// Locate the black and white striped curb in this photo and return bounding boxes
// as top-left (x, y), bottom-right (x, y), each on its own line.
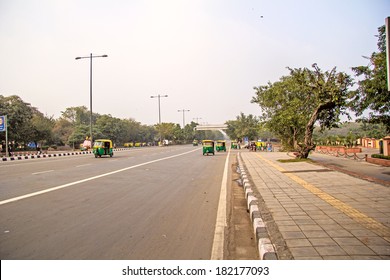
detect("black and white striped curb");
top-left (0, 147), bottom-right (147, 162)
top-left (237, 153), bottom-right (278, 260)
top-left (1, 151), bottom-right (93, 161)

=== Assigned task ===
Copy the listing over exactly, skipping the pictures it holds.

=== Answer to the exercise ===
// Locate the black and white striped curb in this photo and return bounding boxes
// as top-left (x, y), bottom-right (x, y), each on its own line.
detect("black and white striped curb");
top-left (0, 147), bottom-right (147, 162)
top-left (237, 153), bottom-right (278, 260)
top-left (1, 151), bottom-right (93, 161)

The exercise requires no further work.